Activity: Of the material below, the lines to be retyped are those from the line containing "In this exercise you will locate the yellow crane" through the line containing "Query: red steel support leg", inclusive; reproduce them exactly.

Material shown:
+ + +
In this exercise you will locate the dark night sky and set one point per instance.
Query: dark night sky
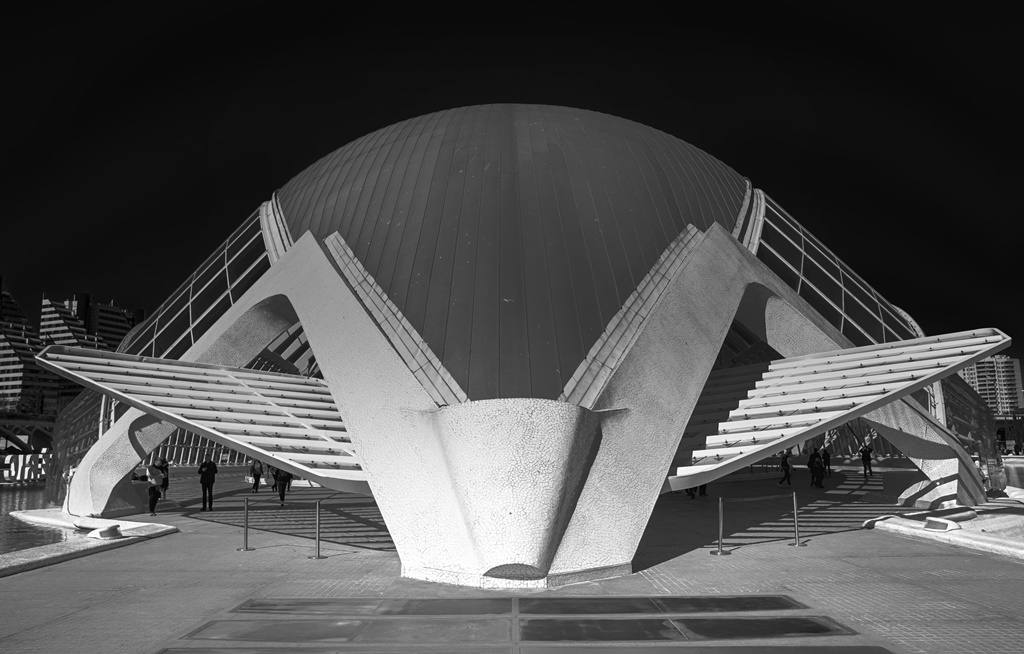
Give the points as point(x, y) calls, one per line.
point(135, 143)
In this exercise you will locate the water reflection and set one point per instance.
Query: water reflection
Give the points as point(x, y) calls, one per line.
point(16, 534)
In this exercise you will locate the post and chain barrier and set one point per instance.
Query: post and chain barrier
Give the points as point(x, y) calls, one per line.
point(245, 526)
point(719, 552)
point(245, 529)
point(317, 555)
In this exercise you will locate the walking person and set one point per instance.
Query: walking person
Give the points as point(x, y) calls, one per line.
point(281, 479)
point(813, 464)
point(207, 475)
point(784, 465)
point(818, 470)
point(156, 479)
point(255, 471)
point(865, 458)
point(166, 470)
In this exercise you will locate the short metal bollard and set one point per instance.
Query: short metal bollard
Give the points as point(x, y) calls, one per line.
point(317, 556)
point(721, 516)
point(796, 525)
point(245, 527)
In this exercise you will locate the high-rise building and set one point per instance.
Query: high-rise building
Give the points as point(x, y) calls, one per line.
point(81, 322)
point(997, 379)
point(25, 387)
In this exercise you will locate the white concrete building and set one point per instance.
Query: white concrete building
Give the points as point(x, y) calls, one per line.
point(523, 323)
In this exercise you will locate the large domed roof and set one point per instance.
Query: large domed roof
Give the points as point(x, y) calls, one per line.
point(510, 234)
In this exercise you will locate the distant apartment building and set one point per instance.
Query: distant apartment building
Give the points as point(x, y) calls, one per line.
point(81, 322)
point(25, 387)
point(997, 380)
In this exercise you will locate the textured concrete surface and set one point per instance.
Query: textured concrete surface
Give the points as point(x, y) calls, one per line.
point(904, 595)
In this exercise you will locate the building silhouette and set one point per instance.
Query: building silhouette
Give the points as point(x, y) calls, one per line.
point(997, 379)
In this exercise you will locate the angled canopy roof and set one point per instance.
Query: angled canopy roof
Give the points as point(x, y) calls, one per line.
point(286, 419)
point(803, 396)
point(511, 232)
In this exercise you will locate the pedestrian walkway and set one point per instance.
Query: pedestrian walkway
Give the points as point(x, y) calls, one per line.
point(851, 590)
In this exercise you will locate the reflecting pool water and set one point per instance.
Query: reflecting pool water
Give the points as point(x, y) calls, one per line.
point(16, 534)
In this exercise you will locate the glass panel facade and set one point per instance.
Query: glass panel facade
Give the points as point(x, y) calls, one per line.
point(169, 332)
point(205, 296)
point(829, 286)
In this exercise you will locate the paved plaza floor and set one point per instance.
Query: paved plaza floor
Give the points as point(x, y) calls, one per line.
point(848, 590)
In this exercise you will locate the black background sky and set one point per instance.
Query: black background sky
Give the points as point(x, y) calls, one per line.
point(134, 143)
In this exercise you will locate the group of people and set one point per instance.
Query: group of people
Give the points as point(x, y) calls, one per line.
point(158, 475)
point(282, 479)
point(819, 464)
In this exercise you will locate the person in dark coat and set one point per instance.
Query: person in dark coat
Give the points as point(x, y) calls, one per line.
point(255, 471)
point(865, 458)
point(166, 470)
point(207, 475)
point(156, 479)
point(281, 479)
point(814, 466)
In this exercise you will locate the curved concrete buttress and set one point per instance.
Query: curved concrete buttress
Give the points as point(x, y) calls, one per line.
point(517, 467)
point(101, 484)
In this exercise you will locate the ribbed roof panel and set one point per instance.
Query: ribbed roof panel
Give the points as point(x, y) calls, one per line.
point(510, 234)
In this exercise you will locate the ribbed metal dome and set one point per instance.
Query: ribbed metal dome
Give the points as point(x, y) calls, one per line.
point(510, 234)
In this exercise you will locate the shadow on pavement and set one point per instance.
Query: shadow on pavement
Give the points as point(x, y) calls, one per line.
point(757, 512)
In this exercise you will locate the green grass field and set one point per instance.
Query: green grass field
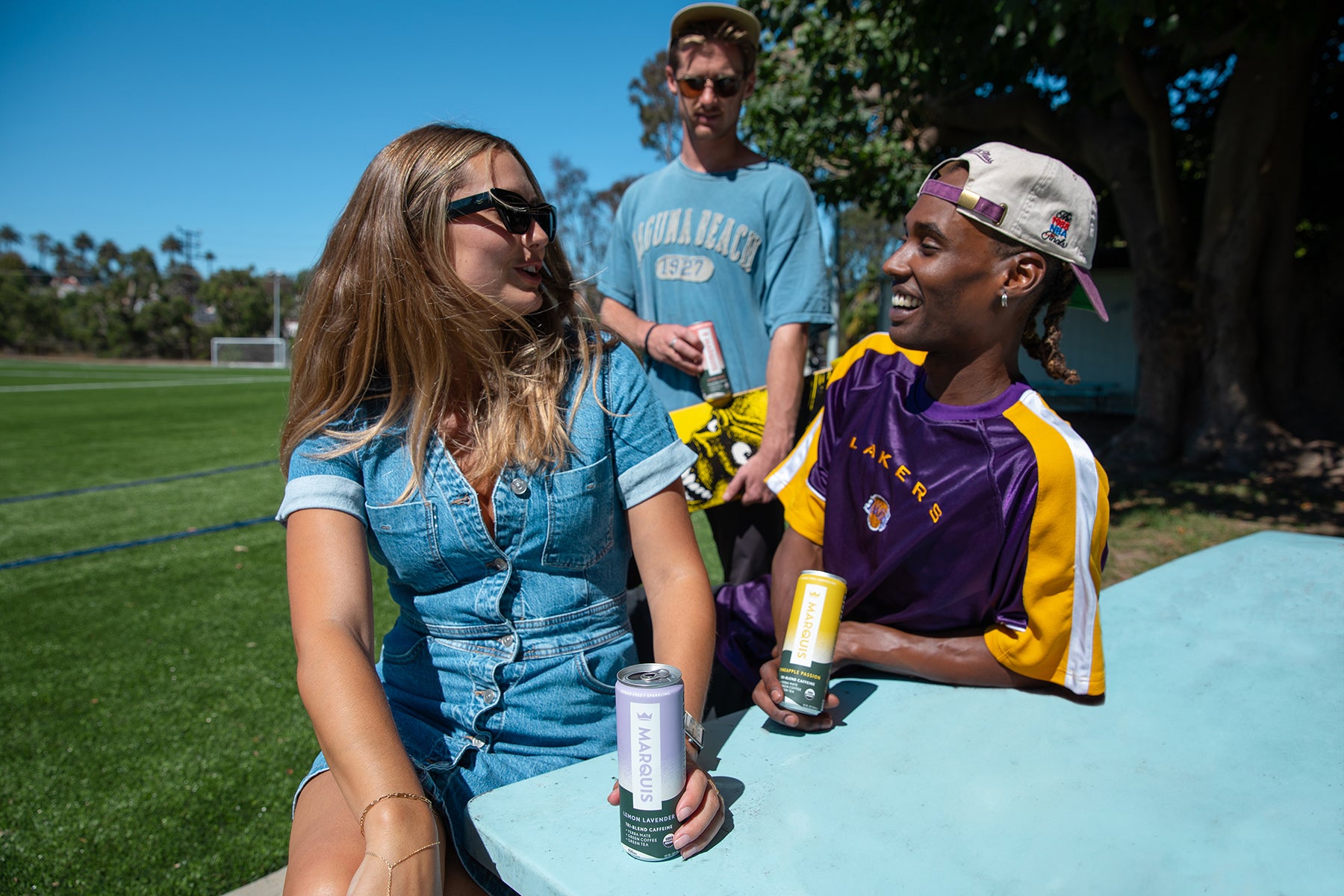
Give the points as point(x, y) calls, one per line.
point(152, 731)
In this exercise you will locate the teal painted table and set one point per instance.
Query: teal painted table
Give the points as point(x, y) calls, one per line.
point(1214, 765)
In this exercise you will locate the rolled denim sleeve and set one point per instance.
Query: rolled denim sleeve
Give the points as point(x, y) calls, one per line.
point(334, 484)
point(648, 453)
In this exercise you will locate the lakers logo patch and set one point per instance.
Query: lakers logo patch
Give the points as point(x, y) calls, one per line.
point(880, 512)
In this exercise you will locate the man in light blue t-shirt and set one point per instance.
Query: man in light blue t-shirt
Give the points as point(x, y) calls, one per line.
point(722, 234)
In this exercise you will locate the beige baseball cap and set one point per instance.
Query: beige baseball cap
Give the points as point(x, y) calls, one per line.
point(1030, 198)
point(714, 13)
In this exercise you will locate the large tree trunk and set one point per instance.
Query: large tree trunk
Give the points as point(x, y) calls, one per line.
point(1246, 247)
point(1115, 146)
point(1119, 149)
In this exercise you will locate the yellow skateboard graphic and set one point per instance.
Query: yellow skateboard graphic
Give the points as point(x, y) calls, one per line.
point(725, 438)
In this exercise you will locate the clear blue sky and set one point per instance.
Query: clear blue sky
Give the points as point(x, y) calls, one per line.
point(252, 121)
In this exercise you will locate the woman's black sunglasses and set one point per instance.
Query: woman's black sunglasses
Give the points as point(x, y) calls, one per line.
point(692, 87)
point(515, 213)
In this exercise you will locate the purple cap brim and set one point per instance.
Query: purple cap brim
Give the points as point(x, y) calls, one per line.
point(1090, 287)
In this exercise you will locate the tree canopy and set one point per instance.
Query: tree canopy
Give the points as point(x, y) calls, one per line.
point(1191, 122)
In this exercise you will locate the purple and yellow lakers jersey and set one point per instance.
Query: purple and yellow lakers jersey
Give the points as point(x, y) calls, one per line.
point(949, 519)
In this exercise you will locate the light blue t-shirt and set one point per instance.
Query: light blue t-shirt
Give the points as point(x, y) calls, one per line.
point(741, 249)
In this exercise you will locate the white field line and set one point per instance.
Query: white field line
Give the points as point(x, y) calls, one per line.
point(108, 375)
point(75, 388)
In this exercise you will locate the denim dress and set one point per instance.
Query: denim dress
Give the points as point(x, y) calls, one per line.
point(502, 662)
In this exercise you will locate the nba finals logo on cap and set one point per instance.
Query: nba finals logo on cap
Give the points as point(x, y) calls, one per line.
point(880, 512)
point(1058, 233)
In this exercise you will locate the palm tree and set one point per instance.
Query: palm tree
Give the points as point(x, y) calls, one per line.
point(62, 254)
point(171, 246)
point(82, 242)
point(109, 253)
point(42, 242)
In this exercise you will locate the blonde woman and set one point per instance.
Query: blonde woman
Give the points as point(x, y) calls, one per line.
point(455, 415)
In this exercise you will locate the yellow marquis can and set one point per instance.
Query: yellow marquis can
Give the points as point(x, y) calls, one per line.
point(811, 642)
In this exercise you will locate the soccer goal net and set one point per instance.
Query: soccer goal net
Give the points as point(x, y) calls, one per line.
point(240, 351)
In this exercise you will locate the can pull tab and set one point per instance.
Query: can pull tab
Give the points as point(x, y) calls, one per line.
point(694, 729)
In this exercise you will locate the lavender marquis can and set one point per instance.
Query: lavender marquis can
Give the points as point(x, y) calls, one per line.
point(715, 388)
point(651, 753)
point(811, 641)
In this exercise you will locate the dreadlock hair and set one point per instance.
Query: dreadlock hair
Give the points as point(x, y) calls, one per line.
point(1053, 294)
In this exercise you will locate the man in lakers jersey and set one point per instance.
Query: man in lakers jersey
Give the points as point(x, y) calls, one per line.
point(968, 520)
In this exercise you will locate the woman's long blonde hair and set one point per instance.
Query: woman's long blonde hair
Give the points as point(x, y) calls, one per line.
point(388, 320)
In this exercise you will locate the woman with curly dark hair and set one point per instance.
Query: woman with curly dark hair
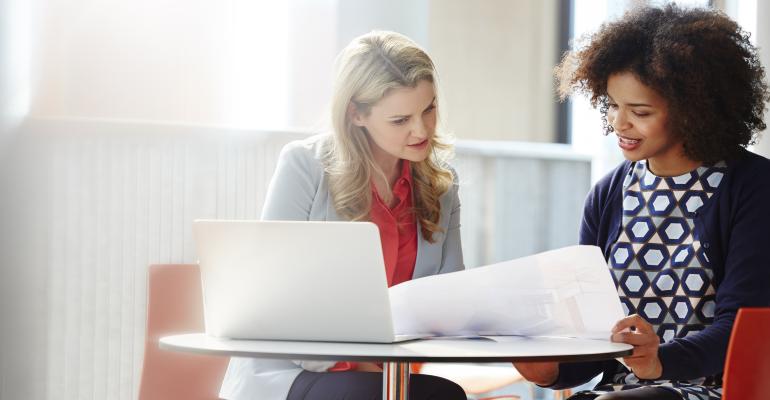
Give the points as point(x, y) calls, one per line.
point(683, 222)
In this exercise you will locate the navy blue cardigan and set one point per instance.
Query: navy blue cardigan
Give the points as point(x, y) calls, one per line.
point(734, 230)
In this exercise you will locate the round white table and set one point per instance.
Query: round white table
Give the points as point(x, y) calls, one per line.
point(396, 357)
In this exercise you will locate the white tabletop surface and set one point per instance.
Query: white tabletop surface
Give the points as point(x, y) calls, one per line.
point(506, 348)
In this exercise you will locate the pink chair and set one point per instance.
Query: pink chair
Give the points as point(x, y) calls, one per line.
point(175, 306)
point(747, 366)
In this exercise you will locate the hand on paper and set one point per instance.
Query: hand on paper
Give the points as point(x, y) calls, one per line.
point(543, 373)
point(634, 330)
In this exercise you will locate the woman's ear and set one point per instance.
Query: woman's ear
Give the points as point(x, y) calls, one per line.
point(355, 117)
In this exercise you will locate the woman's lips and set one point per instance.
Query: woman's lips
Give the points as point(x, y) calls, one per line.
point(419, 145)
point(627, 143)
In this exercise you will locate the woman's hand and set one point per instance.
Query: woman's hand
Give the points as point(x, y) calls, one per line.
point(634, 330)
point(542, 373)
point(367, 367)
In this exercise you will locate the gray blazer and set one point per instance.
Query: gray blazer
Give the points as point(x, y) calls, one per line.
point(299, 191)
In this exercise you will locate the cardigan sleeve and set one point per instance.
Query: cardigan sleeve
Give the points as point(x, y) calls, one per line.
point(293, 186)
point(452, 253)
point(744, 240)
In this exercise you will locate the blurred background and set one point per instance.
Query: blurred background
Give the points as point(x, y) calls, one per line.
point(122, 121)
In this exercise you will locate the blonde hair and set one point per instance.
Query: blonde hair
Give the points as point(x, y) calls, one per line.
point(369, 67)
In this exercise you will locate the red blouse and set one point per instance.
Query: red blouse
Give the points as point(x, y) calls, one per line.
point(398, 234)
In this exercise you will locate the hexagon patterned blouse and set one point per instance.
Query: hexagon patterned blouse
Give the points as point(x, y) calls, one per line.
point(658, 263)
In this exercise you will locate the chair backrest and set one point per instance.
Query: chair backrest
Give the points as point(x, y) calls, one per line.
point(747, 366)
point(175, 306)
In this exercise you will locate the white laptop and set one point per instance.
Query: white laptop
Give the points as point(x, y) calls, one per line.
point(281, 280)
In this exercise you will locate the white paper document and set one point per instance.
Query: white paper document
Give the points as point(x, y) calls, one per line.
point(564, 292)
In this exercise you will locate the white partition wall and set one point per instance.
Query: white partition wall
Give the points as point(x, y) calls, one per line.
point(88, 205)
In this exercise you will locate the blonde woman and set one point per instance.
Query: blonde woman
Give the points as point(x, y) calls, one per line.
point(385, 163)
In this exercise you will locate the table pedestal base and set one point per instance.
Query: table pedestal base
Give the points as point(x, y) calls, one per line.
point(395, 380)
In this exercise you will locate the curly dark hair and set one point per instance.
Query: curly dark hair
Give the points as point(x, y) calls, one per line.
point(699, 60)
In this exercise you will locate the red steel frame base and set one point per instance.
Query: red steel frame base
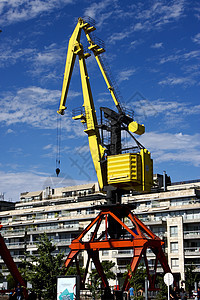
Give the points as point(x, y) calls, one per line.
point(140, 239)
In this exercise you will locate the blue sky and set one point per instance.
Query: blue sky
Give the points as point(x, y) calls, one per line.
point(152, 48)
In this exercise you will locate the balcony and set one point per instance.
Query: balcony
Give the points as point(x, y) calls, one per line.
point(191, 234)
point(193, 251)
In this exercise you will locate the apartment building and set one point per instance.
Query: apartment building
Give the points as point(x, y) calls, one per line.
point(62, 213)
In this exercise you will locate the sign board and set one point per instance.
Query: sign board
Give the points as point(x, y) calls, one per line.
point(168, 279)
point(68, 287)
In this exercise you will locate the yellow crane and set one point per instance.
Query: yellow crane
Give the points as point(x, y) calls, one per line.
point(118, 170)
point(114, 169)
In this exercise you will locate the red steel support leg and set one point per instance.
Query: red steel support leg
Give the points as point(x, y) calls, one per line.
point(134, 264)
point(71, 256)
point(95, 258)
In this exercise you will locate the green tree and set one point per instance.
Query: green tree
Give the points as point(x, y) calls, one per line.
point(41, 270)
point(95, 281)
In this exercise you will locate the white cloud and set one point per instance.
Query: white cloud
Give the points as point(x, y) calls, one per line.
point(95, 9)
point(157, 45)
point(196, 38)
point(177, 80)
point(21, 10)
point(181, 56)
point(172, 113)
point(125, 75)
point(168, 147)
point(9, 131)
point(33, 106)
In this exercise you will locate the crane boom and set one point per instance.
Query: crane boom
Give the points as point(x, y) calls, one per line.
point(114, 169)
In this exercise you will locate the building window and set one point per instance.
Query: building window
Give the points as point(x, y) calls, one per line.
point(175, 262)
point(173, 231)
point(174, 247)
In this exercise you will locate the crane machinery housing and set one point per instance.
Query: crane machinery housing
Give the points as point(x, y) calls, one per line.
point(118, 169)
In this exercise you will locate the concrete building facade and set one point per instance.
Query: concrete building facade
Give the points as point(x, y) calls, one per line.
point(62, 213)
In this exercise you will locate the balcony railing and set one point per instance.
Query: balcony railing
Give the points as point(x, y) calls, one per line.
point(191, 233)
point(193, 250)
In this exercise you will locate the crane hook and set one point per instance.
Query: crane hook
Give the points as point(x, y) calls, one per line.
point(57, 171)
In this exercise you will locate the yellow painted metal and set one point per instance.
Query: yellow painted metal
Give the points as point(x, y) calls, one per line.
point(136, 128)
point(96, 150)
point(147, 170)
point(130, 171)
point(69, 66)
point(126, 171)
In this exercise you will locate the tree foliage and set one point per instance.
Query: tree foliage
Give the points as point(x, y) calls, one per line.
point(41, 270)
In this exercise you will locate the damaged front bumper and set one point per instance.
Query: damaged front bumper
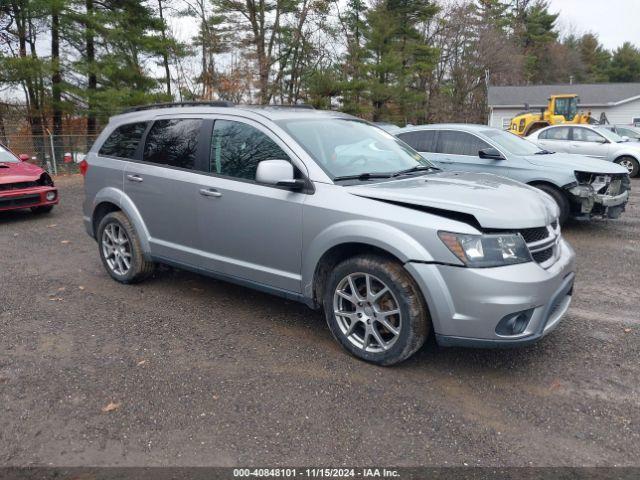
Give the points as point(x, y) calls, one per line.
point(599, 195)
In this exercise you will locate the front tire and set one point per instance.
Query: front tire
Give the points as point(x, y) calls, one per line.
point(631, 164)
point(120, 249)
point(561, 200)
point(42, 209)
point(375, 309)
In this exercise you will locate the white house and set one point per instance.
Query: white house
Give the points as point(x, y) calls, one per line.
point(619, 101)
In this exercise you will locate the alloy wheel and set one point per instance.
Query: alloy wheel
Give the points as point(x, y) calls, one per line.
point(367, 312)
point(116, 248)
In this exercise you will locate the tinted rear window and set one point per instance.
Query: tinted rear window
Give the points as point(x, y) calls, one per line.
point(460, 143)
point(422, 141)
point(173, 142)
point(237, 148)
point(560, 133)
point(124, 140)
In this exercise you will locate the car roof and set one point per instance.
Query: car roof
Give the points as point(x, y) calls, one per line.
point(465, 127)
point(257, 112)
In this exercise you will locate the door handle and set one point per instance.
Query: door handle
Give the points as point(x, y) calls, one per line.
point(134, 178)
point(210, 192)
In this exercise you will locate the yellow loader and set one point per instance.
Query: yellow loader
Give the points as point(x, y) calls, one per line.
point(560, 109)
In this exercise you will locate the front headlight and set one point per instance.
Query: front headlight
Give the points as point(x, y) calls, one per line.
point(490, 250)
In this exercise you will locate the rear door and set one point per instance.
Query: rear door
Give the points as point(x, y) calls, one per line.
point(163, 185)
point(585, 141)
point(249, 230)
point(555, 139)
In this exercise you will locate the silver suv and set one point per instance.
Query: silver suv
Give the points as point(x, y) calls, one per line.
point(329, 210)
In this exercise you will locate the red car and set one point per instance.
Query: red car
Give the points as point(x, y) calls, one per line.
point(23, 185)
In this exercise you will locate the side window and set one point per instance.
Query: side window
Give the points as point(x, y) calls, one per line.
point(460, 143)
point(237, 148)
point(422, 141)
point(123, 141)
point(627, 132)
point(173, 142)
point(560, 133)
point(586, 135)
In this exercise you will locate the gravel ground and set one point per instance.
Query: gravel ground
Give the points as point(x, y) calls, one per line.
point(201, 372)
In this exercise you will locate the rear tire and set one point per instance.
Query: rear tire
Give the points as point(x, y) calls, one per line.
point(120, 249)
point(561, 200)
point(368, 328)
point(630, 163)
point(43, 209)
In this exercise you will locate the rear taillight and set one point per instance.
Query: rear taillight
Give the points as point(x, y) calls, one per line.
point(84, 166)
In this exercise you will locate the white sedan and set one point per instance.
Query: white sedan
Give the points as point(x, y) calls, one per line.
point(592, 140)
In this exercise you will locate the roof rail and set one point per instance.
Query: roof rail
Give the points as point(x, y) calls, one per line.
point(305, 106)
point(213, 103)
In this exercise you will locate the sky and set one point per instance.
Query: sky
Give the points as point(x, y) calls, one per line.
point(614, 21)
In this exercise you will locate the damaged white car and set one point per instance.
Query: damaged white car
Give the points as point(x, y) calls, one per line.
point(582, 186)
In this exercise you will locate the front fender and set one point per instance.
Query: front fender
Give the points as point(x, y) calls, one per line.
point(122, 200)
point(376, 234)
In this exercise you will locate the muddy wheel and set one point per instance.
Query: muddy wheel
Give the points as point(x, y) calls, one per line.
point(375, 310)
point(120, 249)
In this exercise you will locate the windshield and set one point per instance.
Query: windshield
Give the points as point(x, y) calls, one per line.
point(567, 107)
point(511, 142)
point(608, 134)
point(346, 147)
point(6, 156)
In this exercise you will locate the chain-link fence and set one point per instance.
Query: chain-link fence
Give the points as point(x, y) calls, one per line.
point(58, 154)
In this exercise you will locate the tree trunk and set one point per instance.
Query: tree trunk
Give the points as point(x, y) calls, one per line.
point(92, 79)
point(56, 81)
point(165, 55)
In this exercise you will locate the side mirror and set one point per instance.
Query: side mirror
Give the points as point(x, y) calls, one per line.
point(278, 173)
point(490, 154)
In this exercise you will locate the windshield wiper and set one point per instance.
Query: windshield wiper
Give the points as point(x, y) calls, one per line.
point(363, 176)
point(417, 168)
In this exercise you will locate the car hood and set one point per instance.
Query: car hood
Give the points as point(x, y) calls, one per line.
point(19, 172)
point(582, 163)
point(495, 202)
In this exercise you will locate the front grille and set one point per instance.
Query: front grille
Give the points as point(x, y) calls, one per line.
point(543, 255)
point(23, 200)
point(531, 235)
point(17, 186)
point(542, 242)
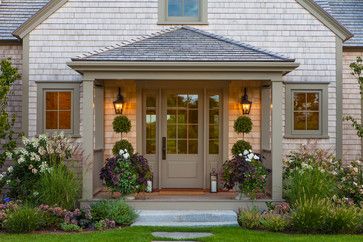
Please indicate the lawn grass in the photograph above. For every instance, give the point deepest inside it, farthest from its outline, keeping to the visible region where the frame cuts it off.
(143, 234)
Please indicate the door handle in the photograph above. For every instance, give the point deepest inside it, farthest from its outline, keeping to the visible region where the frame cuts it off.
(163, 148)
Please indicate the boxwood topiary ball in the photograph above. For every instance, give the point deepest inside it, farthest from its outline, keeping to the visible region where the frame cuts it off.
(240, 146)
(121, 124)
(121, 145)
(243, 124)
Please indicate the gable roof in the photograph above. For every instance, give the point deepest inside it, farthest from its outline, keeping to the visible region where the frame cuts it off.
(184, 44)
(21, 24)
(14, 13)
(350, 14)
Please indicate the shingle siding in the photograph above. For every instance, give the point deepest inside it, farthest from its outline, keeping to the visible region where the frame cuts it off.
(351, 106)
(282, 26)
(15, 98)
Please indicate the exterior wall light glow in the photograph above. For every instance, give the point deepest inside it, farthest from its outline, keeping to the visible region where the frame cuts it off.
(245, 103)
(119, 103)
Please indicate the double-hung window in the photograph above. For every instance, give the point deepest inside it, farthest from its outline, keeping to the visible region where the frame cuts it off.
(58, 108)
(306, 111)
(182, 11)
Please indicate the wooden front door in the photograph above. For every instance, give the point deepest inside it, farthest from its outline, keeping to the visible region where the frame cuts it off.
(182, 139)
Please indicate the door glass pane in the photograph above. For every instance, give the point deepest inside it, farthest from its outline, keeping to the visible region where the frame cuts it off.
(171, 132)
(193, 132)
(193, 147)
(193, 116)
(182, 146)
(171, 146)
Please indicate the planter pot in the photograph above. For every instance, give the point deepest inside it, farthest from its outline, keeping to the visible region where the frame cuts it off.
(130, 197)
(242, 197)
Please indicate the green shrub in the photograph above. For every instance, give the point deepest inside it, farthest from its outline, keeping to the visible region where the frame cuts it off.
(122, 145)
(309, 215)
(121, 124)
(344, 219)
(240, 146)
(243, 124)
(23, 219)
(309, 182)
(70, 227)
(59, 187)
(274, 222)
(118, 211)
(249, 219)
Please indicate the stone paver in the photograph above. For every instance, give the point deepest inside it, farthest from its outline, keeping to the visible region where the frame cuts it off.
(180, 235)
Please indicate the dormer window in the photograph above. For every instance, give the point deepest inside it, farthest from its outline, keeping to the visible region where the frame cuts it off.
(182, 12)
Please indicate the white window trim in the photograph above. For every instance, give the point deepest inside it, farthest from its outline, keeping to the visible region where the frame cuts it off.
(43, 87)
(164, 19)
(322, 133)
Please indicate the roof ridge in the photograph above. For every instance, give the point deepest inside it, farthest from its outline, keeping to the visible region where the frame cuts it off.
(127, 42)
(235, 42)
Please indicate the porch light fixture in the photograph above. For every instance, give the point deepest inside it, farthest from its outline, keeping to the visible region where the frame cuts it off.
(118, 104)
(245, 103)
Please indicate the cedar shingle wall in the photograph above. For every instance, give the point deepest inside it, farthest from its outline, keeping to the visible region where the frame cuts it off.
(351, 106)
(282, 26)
+ + +
Task output:
In this exercise you will locate the yellow crane and set one point per instance.
Query: yellow crane
Give the points as point(x, y) calls, one per line.
point(118, 170)
point(114, 169)
In this exercise you will locate the red steel support leg and set one point per instance.
Query: red steel support leg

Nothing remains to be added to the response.